[Extracted data entries]
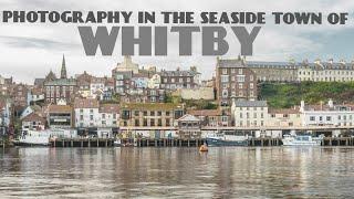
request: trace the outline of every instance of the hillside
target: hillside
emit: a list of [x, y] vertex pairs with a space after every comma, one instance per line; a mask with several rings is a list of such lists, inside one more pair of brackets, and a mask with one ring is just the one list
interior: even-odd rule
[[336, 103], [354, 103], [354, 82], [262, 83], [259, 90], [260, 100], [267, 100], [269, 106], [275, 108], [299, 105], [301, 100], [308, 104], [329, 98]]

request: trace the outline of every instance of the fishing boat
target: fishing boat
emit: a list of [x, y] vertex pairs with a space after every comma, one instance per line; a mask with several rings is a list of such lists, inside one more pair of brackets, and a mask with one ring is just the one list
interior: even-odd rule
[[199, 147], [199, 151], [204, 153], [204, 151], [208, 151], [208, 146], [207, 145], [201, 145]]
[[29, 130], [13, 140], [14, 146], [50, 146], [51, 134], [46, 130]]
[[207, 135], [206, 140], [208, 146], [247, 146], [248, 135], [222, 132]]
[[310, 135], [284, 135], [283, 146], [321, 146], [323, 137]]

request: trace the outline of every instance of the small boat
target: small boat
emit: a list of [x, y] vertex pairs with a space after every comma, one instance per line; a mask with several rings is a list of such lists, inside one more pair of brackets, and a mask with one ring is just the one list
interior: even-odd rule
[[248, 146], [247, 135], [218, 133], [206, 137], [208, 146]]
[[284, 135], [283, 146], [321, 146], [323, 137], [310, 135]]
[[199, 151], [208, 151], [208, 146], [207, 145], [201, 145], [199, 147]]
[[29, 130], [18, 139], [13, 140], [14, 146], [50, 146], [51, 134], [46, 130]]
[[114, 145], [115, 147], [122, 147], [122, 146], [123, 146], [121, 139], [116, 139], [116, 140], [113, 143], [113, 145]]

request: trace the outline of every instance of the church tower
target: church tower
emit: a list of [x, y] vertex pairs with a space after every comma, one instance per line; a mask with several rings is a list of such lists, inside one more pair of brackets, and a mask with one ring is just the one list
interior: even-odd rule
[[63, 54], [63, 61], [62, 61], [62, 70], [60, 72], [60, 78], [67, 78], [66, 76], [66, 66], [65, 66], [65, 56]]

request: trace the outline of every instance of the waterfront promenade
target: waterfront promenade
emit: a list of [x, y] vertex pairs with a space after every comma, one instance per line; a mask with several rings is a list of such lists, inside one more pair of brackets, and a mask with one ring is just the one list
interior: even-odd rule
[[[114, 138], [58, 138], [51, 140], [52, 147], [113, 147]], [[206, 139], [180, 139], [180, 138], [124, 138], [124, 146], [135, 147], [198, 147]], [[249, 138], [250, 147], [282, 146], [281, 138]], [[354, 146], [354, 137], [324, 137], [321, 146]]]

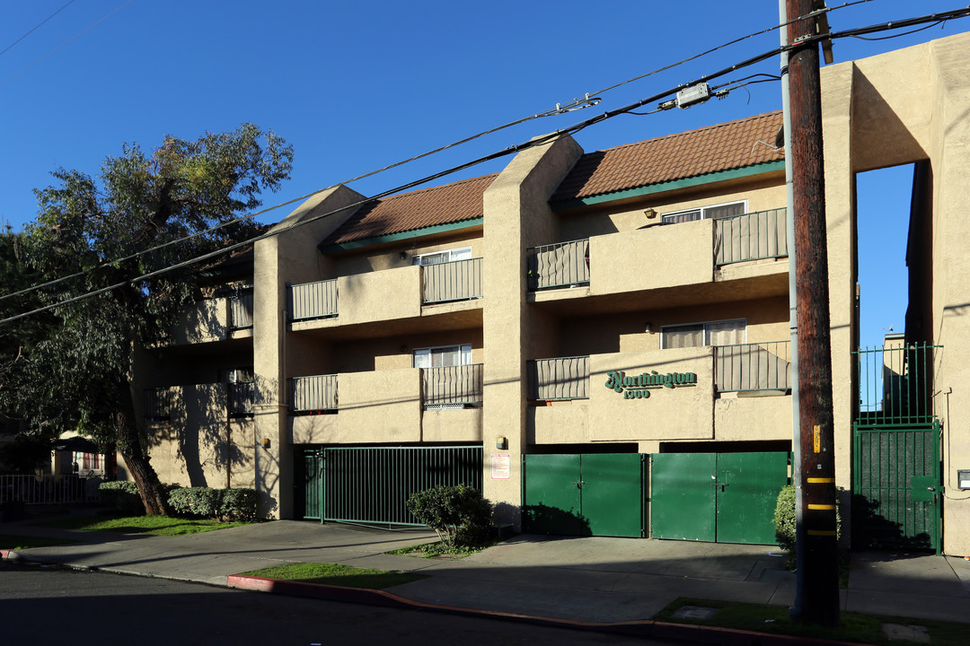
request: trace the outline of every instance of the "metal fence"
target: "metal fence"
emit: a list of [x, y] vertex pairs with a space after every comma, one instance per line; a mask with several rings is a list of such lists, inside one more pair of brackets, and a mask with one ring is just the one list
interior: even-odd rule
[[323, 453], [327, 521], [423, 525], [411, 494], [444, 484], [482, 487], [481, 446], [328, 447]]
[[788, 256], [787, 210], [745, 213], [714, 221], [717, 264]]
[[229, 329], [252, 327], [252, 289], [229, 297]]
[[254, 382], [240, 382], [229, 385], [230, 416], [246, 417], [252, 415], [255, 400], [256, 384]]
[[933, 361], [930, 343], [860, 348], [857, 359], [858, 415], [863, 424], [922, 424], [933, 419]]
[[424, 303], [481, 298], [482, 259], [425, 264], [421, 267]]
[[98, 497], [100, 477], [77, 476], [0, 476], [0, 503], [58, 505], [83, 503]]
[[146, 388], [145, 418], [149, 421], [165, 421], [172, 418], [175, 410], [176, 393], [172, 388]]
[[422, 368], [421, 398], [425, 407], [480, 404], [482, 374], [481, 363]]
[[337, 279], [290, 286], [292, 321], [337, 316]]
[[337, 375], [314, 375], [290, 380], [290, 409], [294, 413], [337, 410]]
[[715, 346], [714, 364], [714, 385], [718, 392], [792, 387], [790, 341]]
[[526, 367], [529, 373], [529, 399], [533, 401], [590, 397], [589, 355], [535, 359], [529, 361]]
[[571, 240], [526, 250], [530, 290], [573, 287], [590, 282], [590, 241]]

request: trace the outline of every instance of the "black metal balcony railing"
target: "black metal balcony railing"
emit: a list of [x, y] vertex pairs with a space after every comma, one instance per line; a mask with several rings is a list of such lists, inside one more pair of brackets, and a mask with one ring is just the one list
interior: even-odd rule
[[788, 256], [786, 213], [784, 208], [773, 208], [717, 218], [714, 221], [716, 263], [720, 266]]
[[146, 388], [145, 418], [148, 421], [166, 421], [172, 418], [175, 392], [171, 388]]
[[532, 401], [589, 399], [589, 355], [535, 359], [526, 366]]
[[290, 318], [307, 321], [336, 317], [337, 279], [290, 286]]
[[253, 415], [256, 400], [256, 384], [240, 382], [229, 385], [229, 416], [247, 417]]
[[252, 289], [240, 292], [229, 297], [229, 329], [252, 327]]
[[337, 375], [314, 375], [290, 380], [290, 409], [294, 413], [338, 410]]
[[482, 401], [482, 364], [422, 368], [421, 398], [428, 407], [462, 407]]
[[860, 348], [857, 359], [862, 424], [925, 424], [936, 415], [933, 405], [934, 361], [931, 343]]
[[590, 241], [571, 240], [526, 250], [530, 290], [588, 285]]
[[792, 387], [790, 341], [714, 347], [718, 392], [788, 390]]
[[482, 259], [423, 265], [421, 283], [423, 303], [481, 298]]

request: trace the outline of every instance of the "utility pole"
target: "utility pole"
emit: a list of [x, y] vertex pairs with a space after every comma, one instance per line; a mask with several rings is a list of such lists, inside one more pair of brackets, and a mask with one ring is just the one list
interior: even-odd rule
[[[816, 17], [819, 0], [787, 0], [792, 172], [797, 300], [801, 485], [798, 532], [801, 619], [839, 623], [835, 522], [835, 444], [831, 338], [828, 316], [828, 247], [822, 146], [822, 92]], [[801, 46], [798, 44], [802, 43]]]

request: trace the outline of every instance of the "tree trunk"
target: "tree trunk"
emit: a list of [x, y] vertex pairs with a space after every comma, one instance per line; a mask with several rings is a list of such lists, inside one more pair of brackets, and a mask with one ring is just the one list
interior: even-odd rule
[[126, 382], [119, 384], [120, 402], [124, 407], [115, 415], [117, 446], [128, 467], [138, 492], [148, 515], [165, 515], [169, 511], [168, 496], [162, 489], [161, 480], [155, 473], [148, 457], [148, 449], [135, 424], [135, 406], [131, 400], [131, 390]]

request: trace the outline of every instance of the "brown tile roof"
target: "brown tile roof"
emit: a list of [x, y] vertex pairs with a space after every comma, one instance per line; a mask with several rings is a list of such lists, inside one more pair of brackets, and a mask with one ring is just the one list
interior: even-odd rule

Given request
Copy out every line, requests included, starting with the line that contains "request: trace the outline of every instance of the fishing" and ending with the line that contains "[[310, 135], [284, 135], [283, 146], [321, 146], [323, 137]]", both of those lines included. Adjust each x and y vertex coordinate in that span by -49.

Output below
request: trace the outline of every instance of the fishing boat
target: fishing boat
emit: a list of [x, y] vertex pairs with a space after every comma, one instance per line; a mask with several rings is a list of such lists, inside one more pair of brackets, and a mask with one ring is just the one list
interior: even-odd rule
[[150, 98], [150, 102], [155, 104], [155, 102], [159, 102], [159, 97], [158, 96], [152, 96]]
[[-20, 81], [-36, 91], [-35, 97], [1, 97], [2, 85], [-3, 81]]
[[158, 86], [157, 91], [159, 97], [198, 97], [199, 86], [173, 83]]
[[261, 86], [235, 86], [234, 97], [272, 97], [274, 88]]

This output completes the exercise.